Aim of the task:
Pull every line that contains the word "Trace" from the records below, and copy each of those lines without changes.

=====

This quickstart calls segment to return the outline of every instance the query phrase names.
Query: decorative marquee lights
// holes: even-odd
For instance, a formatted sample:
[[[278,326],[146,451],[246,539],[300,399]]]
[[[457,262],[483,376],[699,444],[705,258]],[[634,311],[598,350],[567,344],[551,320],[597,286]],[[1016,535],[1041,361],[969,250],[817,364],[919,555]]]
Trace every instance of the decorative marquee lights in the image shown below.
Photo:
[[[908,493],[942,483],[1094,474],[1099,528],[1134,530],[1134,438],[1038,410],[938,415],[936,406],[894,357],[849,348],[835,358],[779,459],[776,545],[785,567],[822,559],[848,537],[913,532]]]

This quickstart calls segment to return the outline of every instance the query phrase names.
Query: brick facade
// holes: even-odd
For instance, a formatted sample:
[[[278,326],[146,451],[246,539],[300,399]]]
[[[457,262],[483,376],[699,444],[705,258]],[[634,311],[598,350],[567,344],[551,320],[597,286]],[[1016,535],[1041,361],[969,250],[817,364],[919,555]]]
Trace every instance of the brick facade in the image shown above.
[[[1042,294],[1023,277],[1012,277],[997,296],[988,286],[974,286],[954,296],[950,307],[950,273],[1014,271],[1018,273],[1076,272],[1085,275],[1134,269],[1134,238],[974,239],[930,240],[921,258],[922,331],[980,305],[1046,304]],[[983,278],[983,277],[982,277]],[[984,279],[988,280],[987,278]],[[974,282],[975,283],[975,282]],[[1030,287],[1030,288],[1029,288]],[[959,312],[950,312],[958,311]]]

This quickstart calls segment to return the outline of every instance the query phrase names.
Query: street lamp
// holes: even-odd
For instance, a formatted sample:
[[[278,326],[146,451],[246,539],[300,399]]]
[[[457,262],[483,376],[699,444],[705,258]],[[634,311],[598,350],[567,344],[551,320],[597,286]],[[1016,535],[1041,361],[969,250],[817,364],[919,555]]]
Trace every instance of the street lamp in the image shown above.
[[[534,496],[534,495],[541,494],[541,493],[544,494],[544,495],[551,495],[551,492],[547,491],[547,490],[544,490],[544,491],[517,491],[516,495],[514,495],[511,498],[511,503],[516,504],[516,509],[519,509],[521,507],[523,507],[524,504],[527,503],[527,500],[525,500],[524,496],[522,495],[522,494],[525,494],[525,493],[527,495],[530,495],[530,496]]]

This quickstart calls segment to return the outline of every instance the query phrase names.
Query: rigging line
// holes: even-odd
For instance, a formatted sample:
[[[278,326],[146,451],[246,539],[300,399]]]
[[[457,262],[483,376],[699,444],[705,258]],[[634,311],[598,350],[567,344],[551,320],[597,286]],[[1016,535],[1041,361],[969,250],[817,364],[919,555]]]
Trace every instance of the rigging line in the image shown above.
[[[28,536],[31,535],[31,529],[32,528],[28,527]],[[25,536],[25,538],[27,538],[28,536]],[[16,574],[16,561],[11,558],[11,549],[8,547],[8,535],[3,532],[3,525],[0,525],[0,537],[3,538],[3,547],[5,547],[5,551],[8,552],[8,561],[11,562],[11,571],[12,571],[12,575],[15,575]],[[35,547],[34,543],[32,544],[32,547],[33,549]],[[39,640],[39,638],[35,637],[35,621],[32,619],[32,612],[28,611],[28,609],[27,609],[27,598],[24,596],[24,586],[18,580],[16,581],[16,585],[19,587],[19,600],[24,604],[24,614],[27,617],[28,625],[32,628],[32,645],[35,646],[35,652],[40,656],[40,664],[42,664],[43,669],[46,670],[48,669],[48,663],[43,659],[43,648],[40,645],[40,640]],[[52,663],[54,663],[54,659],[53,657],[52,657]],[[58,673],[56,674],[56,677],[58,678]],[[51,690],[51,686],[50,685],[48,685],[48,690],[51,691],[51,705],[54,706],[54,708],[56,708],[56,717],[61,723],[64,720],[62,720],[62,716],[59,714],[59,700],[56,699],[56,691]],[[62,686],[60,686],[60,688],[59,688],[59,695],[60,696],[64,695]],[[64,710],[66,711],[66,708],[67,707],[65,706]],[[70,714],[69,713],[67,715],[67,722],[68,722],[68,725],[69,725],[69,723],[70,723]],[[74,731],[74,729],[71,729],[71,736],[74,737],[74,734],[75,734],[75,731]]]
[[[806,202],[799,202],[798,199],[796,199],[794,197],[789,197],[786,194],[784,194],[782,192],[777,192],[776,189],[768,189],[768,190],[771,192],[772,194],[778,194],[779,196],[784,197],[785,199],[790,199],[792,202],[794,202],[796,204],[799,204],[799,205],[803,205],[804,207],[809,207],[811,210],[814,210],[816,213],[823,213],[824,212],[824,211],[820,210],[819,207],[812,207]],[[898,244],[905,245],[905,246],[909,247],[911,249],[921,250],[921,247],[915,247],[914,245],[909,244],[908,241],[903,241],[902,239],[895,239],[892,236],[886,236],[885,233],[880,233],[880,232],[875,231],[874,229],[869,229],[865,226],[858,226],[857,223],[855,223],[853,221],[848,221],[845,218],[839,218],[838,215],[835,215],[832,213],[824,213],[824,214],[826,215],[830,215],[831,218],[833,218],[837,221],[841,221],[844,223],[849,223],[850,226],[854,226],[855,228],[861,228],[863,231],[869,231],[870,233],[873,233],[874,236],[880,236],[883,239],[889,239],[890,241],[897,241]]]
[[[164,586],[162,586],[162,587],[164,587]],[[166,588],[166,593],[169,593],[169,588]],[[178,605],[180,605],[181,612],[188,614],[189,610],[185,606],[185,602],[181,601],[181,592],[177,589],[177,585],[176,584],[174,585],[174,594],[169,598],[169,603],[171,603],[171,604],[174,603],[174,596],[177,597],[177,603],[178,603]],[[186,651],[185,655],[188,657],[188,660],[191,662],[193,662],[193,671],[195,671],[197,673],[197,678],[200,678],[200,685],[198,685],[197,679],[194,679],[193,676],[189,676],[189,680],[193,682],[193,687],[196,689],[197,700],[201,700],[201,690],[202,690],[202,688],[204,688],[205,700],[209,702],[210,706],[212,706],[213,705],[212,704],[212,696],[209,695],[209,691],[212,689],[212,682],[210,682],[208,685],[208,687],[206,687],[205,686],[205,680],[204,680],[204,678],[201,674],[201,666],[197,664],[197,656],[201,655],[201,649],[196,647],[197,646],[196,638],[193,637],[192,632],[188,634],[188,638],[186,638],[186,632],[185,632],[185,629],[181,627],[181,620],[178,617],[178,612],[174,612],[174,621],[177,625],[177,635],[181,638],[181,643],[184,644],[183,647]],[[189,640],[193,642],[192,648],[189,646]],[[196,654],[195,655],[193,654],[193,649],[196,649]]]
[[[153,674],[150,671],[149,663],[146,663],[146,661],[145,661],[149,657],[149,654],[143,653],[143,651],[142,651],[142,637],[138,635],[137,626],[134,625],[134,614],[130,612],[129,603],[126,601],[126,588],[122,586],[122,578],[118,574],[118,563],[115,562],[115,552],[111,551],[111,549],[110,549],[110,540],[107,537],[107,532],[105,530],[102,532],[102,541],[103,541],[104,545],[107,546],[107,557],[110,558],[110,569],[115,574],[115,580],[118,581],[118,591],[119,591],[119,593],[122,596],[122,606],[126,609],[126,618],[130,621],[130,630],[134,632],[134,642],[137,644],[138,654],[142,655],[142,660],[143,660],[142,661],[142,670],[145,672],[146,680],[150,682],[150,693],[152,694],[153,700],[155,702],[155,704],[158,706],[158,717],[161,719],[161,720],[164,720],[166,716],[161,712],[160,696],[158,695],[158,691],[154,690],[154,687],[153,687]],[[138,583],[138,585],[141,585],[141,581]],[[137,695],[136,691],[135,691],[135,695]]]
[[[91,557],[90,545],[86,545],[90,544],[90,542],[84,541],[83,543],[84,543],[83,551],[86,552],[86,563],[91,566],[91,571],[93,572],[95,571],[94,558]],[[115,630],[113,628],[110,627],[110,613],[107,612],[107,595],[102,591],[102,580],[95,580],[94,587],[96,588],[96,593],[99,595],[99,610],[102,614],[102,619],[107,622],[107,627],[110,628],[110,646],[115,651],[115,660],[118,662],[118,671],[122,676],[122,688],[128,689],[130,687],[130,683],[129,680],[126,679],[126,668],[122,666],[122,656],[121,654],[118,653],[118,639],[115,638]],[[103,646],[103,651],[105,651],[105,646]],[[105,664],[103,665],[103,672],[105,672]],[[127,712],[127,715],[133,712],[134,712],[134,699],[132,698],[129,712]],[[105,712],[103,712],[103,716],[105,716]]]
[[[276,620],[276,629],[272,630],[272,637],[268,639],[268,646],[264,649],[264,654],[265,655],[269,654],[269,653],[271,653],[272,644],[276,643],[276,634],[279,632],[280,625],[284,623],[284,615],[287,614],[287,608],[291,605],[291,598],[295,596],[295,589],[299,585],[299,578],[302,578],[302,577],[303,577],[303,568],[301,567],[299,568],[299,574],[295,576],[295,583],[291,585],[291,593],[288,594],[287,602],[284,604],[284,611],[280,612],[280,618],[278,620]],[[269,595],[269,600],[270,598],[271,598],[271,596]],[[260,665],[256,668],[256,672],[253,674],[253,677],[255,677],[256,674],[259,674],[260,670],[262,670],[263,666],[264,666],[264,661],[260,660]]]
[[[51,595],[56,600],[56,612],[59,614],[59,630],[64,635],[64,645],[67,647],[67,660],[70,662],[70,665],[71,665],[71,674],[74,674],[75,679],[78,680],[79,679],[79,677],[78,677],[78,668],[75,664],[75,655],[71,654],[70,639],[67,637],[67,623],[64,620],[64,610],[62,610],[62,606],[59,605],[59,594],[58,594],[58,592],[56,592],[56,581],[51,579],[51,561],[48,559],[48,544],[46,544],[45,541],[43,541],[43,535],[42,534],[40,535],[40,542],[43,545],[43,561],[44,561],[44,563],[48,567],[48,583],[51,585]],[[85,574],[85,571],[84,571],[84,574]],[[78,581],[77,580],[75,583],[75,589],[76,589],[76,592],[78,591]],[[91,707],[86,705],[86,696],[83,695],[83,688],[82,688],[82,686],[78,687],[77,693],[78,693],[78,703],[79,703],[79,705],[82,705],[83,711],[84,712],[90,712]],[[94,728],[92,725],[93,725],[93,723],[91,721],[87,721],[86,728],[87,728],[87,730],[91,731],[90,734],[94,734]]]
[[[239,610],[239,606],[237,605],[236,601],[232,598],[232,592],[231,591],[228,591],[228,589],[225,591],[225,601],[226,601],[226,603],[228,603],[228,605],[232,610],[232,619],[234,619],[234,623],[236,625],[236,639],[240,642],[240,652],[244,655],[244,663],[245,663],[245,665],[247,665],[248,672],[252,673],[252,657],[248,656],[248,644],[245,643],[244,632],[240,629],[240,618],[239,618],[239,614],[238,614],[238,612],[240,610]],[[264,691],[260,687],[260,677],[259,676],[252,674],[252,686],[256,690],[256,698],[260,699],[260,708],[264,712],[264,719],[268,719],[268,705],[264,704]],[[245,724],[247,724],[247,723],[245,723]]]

=====

Result of this exercise:
Trace every instance of the decorative marquee lights in the image shown below.
Trace every instance of the brick facade in the image shown above.
Trace every instance of the street lamp in the image shown above.
Trace every instance of the rigging line in the image shown above.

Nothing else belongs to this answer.